#### [Questions to answer]
1: According to the passage about Andy Warhol and Diane, what did Halston put Victor Hugo in charge of?
2: Write the next part of the passage about Andy Warhol and Diane, starting after its last sentence.

#### [Text provided]
= Beginning of Section =
But perhaps the chief reason Warhol resented Diane was her failure to be caught in his cruel traps. “Andy loved people who were desperate to be famous and who were exhibitionist but who weren’t smart enough to realize what fools they were making of themselves. And Diane would never make a fool of herself,” says Colacello. “Warhol always had his tape recorder going, and he’d say to a woman, ‘Does your husband have a big cock? How many times do you have sex?’ If a woman got into that with him, he’d love it. Then he’d have a good tape. Diane would never fall for that.”
Not that Warhol didn’t try to goad her into humiliating herself. For her first appearance in Interview, the magazine he founded in 1969 that featured mostly unedited conversations among celebrities, he paired Diane with the improbably named Victor Hugo, a crazy Venezuelan pseudo artist and Halston lover.
Hugo sometimes showed up at Studio 54 in nothing but a jockstrap. He arranged the sex acts between street hustlers and call boys that Warhol photographed for his series of “torso” paintings in 1979. Halston put Hugo in charge of his store windows on Madison Avenue, and one season Hugo had mannequins with machine guns act out the Patty Hearst bank robbery. Another season the windows featured a birthing scene in which faceless mannequins stood around a hospital bed where a pregnant figure was wrapped in a long cashmere blanket. “This is really sick,” one passerby wrote in chalk across the windows.
= End of Section =
#### [Information provided]
= Beginning of Section =
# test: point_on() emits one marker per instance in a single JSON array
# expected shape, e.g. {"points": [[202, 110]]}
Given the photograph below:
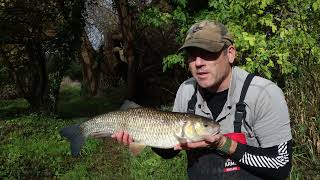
= End of Section =
#### [Task-by-task results]
1: His store windows on Madison Avenue.

2:
For their Interview conversation, Victor Hugo asked the questions and Diane answered, as Warhol sat nearby recording it all. The session must have been a disappointment to Warhol, for the Master of Raunch did not push Diane to debase or emba
rrass herself. Instead, the result was a harmless coffee klatch chat between a princess (P) and a gay gigolo (VH):
VH: By the way, do you make love every day?
P: Yes (girlishly).
VH: Do you think it is a must? It is like a beauty treatment every day?
P: Well, it is like a bath, you know. If you have a good bath sometimes you can “jump” a day.
VH: Are you interested in ménage à trois?
P: No! I like ménage à deux.
In the aftermath of her breakup with Egon, Diane took many lovers. She recorded her conquests in her diary by writing “our bodies met.” (“I was so subtle,” she says now.) Among them were three famous actors, Ryan O’Neal, Warren Beatty, and Richard Gere. She slept with Warren Beatty and Ryan O’Neal in the same weekend when she was staying at the Beverly Wilshire Hotel in Los Angeles. “I was having a little thing with Ryan, and Warren was in the hotel,” she says. She’d had “a fantasy” about sleeping with both stars, and so “it just happened.”
Fran Boyar recalls that when Diane’s affair with Warren Beatty was over, she herself “got him.” She continues, “He used to call Diane’s private line, and I was the only one allowed to answer it. So he calls one day, and I ended up meeting him at the Carlyle Hotel. I screwed him a couple of times, then I brought a girlfriend, and we had a three-way.”
Before her movie star conquests, though, and in the immediate aftermath of her breakup with Egon, Diane’s boyfriend was Jas Gawronski, an Italian TV newscaster stationed in New York who was ten years her senior. Gawronski was kind and serious and comfortably European, a member of the international set that often came to Diane’s apartment for parties. She and Gawronski spoke Italian together, and as a young journalist in Italy, he had known Egon and the entire Agnelli clan.
He also understood that ambition did not negate her desire to be loved as a woman. “On the one hand, Diane is very tough. On the other, she’s very sweet,” says Gawronski, who is now retired after serving many years in the European parliament. “She has these two things blended together. Sometimes one side comes up stronger than the other. But I always felt that she had a feeling for helping other women.”